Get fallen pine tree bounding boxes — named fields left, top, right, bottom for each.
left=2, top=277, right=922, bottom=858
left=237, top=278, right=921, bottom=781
* * *
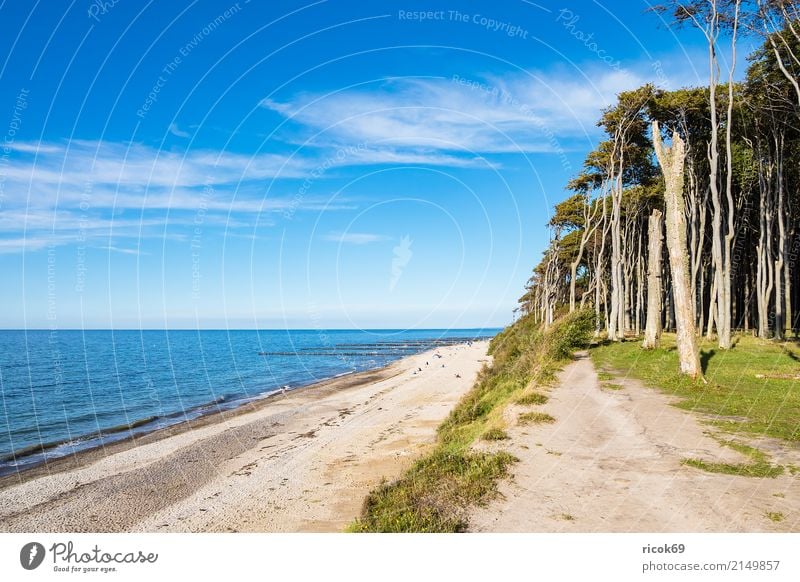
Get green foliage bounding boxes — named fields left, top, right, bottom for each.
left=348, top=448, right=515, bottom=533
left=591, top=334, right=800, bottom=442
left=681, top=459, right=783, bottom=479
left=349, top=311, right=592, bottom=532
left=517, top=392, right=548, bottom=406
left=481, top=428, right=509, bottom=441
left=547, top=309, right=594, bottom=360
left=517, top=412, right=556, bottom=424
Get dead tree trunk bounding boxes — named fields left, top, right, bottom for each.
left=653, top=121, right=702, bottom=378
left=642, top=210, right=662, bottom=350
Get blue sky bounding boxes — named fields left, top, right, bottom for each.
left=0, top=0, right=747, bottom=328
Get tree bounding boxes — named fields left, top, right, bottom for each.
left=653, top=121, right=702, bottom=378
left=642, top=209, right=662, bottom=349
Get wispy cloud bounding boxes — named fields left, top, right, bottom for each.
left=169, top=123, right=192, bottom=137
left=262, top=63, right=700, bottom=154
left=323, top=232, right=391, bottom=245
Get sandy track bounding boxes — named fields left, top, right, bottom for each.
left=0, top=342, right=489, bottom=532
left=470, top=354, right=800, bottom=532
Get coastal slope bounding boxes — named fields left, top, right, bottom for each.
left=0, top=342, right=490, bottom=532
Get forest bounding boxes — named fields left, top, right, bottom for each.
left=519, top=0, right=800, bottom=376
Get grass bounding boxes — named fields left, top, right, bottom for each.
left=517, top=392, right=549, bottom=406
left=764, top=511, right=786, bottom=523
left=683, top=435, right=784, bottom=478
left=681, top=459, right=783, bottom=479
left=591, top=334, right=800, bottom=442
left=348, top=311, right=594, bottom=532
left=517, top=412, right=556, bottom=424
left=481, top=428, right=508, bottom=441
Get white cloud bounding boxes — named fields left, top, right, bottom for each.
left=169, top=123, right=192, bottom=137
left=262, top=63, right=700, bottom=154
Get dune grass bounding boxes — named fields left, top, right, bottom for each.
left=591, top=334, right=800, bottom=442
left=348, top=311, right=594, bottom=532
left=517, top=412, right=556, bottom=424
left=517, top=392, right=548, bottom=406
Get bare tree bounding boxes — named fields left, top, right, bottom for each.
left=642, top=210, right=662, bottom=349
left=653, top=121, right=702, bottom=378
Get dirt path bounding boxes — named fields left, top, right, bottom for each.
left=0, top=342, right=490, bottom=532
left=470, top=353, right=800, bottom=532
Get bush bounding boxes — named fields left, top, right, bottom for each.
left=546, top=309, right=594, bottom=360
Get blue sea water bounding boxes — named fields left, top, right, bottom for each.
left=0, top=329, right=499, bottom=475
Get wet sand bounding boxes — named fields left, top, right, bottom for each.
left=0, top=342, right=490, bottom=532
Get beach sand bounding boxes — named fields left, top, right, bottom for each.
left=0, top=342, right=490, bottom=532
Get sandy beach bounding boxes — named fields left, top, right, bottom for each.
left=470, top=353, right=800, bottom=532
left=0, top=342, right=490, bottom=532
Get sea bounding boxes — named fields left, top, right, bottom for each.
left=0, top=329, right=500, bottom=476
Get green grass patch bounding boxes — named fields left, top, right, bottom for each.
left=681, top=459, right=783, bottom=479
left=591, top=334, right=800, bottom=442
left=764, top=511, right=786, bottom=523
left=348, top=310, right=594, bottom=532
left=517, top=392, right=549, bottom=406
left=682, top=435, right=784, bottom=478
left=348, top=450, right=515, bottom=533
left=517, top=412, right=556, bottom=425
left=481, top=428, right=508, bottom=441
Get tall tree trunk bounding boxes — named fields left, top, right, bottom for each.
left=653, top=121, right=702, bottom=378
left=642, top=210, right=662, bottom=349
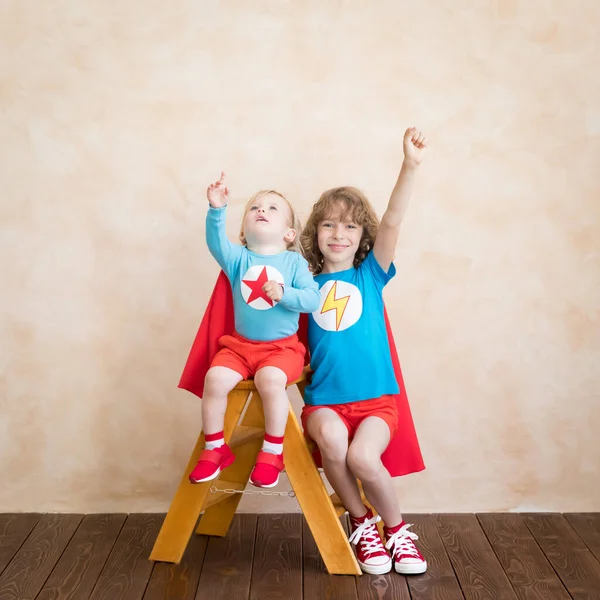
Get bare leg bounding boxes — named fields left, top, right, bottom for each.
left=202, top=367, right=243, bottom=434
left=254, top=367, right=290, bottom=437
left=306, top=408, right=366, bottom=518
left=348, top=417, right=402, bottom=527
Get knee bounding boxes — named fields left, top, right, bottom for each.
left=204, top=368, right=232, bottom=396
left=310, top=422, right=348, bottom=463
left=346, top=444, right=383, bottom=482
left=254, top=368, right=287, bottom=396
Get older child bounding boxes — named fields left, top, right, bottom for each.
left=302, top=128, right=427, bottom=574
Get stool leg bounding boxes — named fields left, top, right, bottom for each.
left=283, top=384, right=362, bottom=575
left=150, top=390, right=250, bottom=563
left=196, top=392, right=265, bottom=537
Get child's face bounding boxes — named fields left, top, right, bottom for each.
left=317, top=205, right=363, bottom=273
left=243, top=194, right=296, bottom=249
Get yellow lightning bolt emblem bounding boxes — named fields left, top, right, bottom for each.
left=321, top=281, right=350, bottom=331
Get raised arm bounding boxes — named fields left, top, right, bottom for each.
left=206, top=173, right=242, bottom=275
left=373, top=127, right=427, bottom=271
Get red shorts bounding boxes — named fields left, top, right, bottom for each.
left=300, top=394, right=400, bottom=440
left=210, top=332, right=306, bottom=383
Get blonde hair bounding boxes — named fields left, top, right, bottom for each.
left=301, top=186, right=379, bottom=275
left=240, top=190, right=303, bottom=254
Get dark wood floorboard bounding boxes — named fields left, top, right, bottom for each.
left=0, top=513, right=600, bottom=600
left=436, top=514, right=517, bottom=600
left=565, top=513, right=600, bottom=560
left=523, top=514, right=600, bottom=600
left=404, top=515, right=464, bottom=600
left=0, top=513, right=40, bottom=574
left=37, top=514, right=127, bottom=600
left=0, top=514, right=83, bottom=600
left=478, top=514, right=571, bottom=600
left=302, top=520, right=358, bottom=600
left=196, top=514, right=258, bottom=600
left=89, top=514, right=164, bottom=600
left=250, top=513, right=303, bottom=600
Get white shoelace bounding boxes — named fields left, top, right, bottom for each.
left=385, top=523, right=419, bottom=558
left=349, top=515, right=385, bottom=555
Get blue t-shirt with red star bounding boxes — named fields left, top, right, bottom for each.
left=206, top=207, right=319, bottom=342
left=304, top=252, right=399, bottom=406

### Exercise
Write out again, unchanged, the part of the records above that opens with the line containing "Get fallen pine" and closes with the line containing "left=237, top=278, right=921, bottom=781", including both of those lines.

### Answer to the problem
Get fallen pine tree bounding boxes — named fields left, top, right, bottom for each.
left=2, top=277, right=922, bottom=858
left=237, top=278, right=921, bottom=781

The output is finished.